I've seen a fair number of guys buy SWAT's or Magnums and they last them for a year or so.  They've been through OPs and BFTs and pretty much anything else they can expect, so their money is well spent.


----------



## ballz (23 Jan 2011)

http://www.ajbrooks.com/qs/product/40/2357/139819/0/0

Had these recommended by an army.ca member. I wore these for all of CAP last summe. Only problem is there's a grey stripe on the bottom, had to waste a few sharpie's to make it black . Bought a second pair (er... received a rsecond pair) for Xmas so that I have two for field ex's on Ph III. 

The only problem with them was that I only had 1 pair... Obviously once they got soaked (they're perfectly waterproof but once you go up to your waist in water there's not much the xcr goretex [which is awesome!] can do) and I switched back to the issued boots for a day to let them dry, the issued boots would instantly ruin my feet.


----------



## blacktriangle (23 Jan 2011)

ballz said:
			
		

> http://www.ajbrooks.com/qs/product/40/2357/139819/0/0
> 
> Had these recommended by an army.ca member. I wore these for all of CAP last summe. Only problem is there's a grey stripe on the bottom, had to waste a few sharpie's to make it black . Bought a second pair (er... received a rsecond pair) for Xmas so that I have two for field ex's on Ph III.
> 
> The only problem with them was that I only had 1 pair... Obviously once they got soaked (they're perfectly waterproof but once you go up to your waist in water there's not much the xcr goretex [which is awesome!] can do) and I switched back to the issued boots for a day to let them dry, the issued boots would instantly ruin my feet.

The data
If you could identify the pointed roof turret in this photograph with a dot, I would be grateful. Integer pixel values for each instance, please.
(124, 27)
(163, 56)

Your assignment
Using the forum thread about boots above, decide whether each statement agrees with it: (a) The boots ballz describes have a grey stripe on the bottom. (b) ballz describes the boots as not waterproof. (c) Switching back to the issued boots for a day caused ballz no trouble. Answer yes or no for each and quote the deciding words.

Answer area
(a) Yes: "there's a grey stripe on the bottom"
(b) No: "they're perfectly waterproof"
(c) No: "the issued boots would instantly ruin my feet"